● **Work item**:
Find each line of the entries with the string "rings", please, and copy it.
┌─ Input data
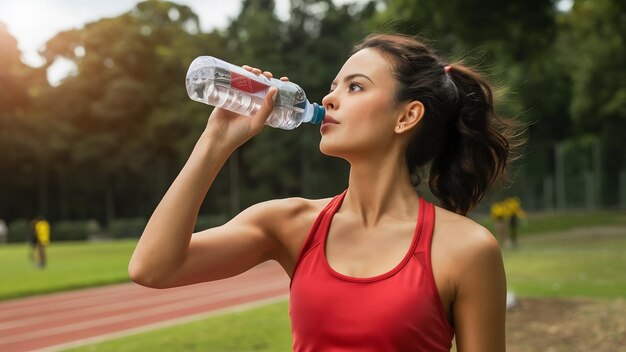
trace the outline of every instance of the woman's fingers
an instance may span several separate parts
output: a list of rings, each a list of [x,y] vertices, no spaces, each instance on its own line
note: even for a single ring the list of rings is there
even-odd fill
[[[252,128],[255,131],[260,131],[265,125],[265,121],[269,117],[272,110],[274,110],[274,100],[276,99],[276,94],[278,94],[278,89],[276,87],[271,87],[267,91],[267,95],[263,100],[263,104],[261,104],[261,108],[252,116]]]
[[[252,67],[252,66],[249,66],[249,65],[243,65],[241,67],[243,67],[248,72],[254,73],[255,75],[261,75],[262,74],[263,76],[265,76],[267,78],[274,78],[274,75],[270,71],[261,71],[261,69],[256,68],[256,67]],[[281,78],[281,80],[283,80],[283,79]]]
└─
● **Output below**:
output: a list of rings, each a list of [x,y] vertices, no spaces, each instance on its own line
note: even for a single ring the list of rings is there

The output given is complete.